GOAL: Reproduce each of the items below word for word, omitting the pictures.

════════

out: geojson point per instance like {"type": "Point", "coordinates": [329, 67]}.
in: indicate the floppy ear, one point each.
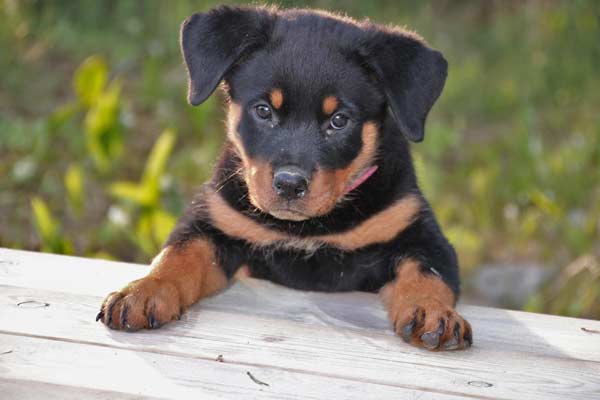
{"type": "Point", "coordinates": [212, 42]}
{"type": "Point", "coordinates": [412, 75]}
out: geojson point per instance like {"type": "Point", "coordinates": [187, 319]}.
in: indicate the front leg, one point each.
{"type": "Point", "coordinates": [421, 307]}
{"type": "Point", "coordinates": [181, 275]}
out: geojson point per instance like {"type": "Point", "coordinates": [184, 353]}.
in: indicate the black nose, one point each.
{"type": "Point", "coordinates": [290, 183]}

════════

FULL ANSWER:
out: geojson point per instance like {"type": "Point", "coordinates": [329, 67]}.
in: indicate the floppy ear, one point each.
{"type": "Point", "coordinates": [212, 42]}
{"type": "Point", "coordinates": [412, 75]}
out: geojson point per instance like {"type": "Point", "coordinates": [187, 319]}.
in: indicate the front leg, one point each.
{"type": "Point", "coordinates": [421, 307]}
{"type": "Point", "coordinates": [181, 275]}
out: geojson point per instance like {"type": "Point", "coordinates": [184, 353]}.
in: indicate the black nose, one point each.
{"type": "Point", "coordinates": [290, 183]}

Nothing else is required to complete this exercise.